### EXERCISE OBJECTIVE
With the pictures left out, return exactly the lines from the one containing "Target: police shoulder patch" through the end of the listing below.
* * *
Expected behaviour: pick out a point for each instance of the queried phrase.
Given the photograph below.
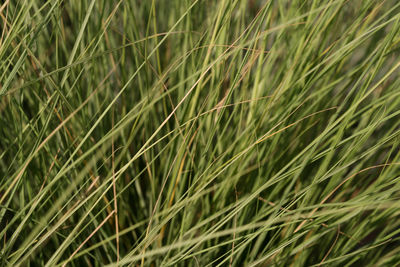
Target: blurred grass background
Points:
(199, 133)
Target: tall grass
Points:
(199, 133)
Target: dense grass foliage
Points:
(199, 133)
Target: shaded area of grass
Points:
(199, 133)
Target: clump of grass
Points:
(199, 133)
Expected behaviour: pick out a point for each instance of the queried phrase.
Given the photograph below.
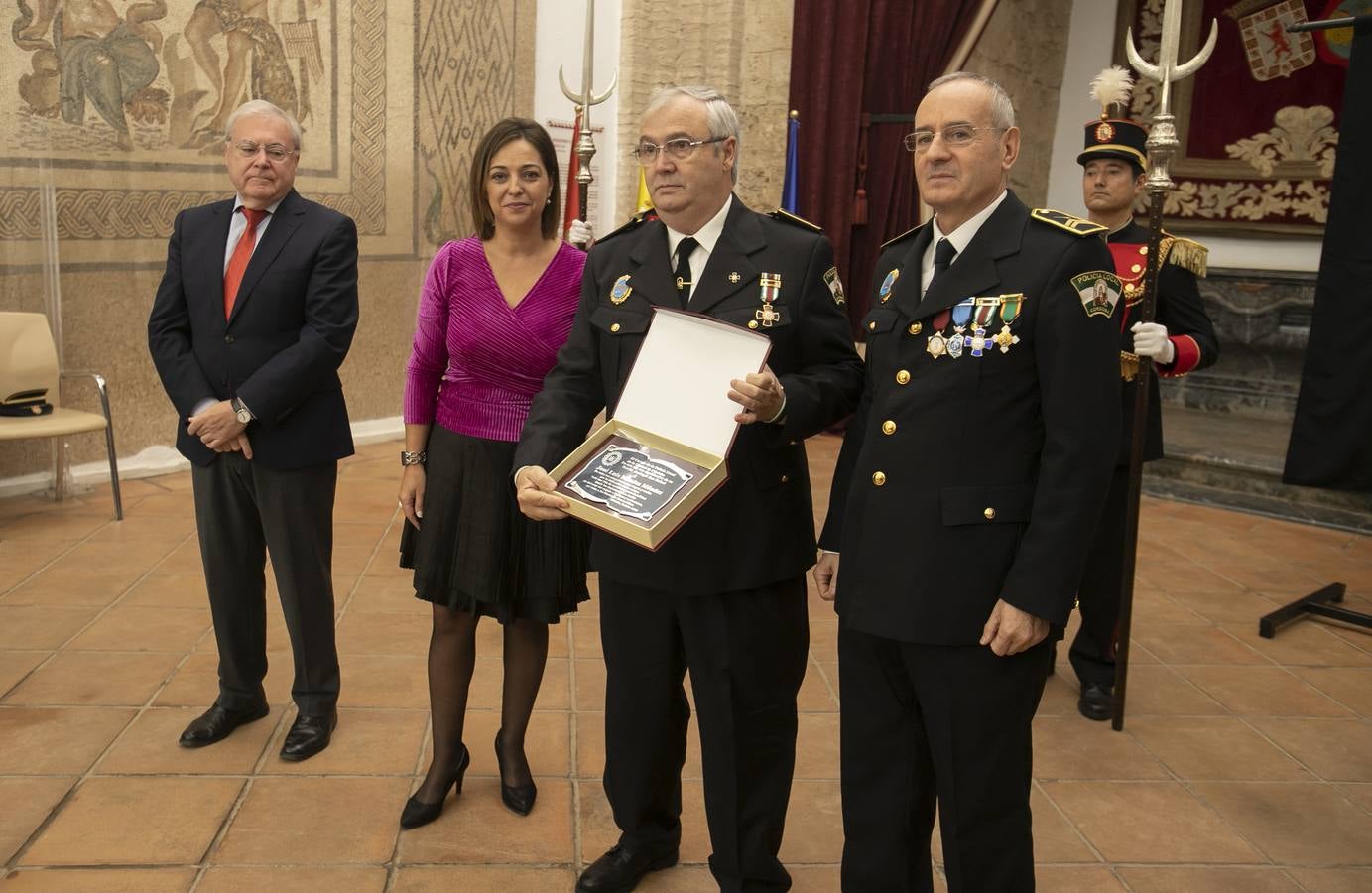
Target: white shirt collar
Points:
(271, 208)
(959, 237)
(706, 235)
(962, 236)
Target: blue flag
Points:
(789, 184)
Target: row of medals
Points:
(980, 313)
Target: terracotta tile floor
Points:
(1246, 763)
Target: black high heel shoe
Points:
(422, 811)
(518, 797)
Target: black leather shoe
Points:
(516, 797)
(1095, 702)
(423, 811)
(217, 721)
(309, 735)
(620, 870)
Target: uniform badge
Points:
(835, 286)
(884, 293)
(981, 319)
(1099, 293)
(1010, 306)
(960, 318)
(937, 344)
(769, 289)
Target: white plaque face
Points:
(680, 384)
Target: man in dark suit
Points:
(251, 321)
(964, 494)
(724, 597)
(1181, 340)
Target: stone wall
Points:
(1024, 49)
(393, 107)
(740, 47)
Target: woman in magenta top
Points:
(494, 311)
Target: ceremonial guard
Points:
(969, 484)
(1181, 340)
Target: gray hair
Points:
(719, 115)
(1002, 110)
(262, 108)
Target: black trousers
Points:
(1098, 597)
(925, 724)
(243, 512)
(747, 656)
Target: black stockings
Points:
(450, 663)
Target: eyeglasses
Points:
(647, 153)
(275, 151)
(955, 136)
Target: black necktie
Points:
(685, 248)
(944, 253)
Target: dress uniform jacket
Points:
(1179, 309)
(758, 528)
(969, 479)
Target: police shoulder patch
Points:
(1099, 293)
(634, 222)
(1060, 219)
(835, 286)
(902, 236)
(787, 217)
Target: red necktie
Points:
(239, 262)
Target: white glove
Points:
(579, 233)
(1150, 339)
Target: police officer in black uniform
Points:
(1181, 340)
(724, 597)
(966, 491)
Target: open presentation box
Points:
(645, 470)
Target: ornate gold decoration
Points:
(1299, 135)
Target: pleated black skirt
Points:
(475, 552)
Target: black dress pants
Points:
(946, 726)
(747, 655)
(246, 510)
(1098, 597)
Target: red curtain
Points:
(852, 60)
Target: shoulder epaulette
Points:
(634, 222)
(1073, 225)
(791, 218)
(1185, 253)
(909, 232)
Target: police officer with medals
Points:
(724, 597)
(1181, 340)
(969, 483)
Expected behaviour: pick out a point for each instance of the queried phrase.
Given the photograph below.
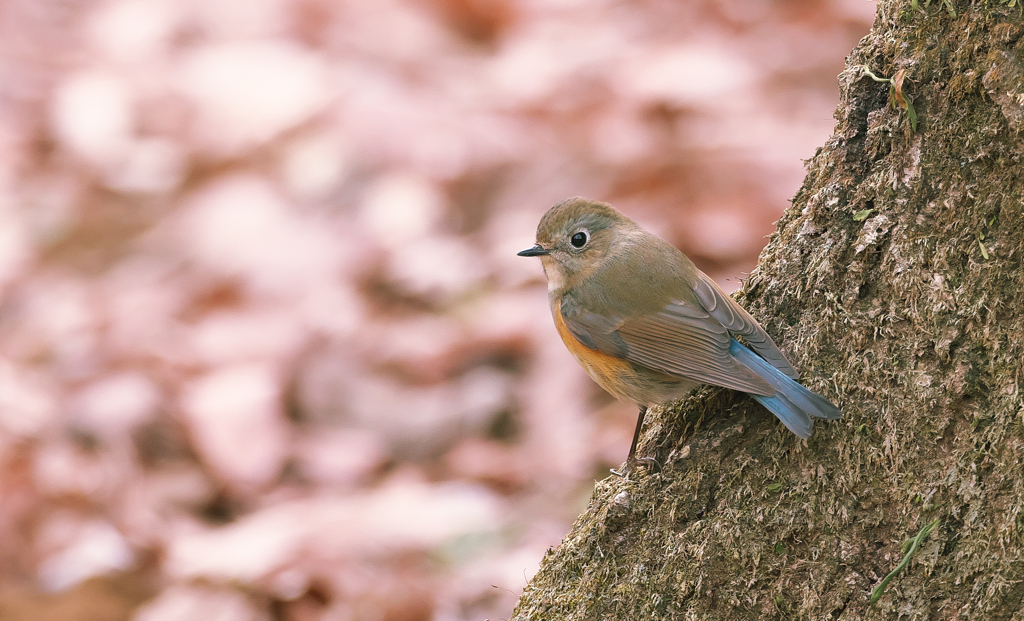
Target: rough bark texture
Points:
(911, 319)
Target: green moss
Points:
(897, 317)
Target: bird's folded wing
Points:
(683, 339)
(738, 322)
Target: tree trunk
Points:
(895, 285)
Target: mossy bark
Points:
(895, 284)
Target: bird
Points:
(649, 327)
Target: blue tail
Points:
(794, 404)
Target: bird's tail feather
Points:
(793, 404)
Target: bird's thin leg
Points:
(631, 459)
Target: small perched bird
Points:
(649, 327)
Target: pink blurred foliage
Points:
(265, 346)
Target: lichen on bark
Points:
(911, 318)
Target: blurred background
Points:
(266, 352)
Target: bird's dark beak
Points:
(537, 250)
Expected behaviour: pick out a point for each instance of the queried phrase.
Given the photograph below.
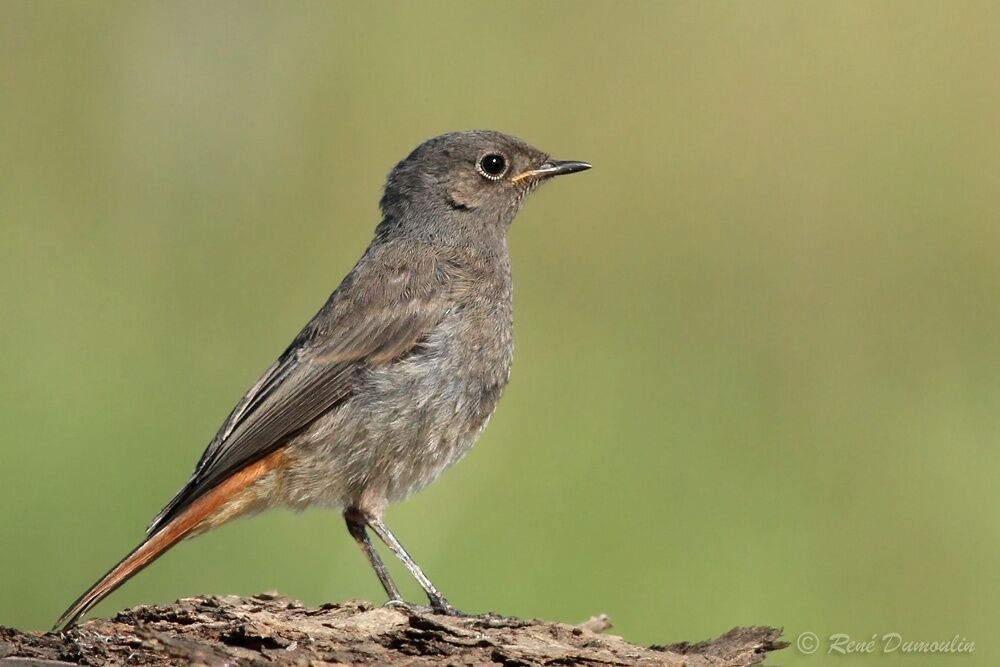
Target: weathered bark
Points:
(272, 630)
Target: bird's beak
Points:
(553, 168)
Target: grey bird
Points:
(395, 377)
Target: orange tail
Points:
(184, 524)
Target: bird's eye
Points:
(493, 166)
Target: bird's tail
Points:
(207, 511)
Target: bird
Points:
(394, 378)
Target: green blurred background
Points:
(758, 345)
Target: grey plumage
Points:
(394, 378)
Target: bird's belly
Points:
(407, 422)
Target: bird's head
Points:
(467, 180)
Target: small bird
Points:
(395, 377)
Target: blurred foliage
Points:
(758, 344)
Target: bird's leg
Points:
(438, 602)
(356, 525)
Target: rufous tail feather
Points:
(154, 546)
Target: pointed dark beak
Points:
(554, 168)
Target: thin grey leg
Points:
(438, 602)
(356, 525)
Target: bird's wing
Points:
* * *
### RESULT OF THE EXERCISE
Target: police shoulder patch
Points:
(1099, 293)
(634, 222)
(1060, 219)
(835, 286)
(902, 236)
(787, 217)
Target: red necktie
Points:
(239, 262)
Target: white glove
Points:
(579, 233)
(1150, 339)
Target: police officer in black uniform
Points:
(1181, 340)
(724, 597)
(966, 491)
Target: open presentation box
Points:
(645, 470)
Target: ornate gold decoration
Points:
(1299, 135)
Target: pleated black skirt
Points:
(475, 552)
Target: black dress pants
Points:
(946, 726)
(747, 655)
(246, 510)
(1098, 597)
Target: red curtain
Points:
(852, 60)
Target: shoulder epaulette
Points:
(634, 222)
(1073, 225)
(791, 218)
(1185, 253)
(909, 232)
Target: police officer with medals
Points:
(724, 597)
(1181, 340)
(969, 483)
Expected behaviour: pick out a point for each instance of the queried phrase.
Given the photograph below.
Target: rough bark texture
Points:
(911, 319)
Target: green moss
Points:
(897, 317)
Target: bird's folded wing
Points:
(683, 339)
(738, 322)
Target: tree trunk
Points:
(895, 285)
Target: mossy bark
Points:
(895, 284)
Target: bird
Points:
(649, 327)
Target: blue tail
Points:
(794, 404)
Target: bird's tail feather
Points:
(793, 404)
Target: bird's thin leg
Points:
(631, 459)
Target: small perched bird
Points:
(649, 327)
Target: pink blurred foliage
Points:
(265, 346)
Target: lichen on bark
Points:
(911, 318)
Target: blurred background
Points:
(266, 352)
Target: bird's dark beak
Points:
(537, 250)
Expected behaviour: pick out a point for each instance of the queried phrase.
Given the photograph below.
Target: weathered bark
Points:
(272, 630)
Target: bird's beak
Points:
(553, 168)
Target: grey bird
Points:
(395, 377)
Target: orange tail
Points:
(184, 524)
Target: bird's eye
Points:
(493, 166)
Target: bird's tail
Points:
(207, 511)
Target: bird
Points:
(394, 378)
Target: green blurred background
Points:
(758, 345)
Target: grey plumage
Points:
(394, 378)
Target: bird's belly
Points:
(407, 422)
Target: bird's head
Points:
(467, 180)
Target: small bird
Points:
(395, 377)
Target: blurred foliage
Points:
(758, 344)
Target: bird's leg
Points:
(438, 602)
(356, 525)
Target: rufous tail feather
Points:
(154, 546)
Target: pointed dark beak
Points:
(554, 168)
Target: thin grey leg
Points:
(438, 602)
(356, 525)
Target: bird's wing
Points:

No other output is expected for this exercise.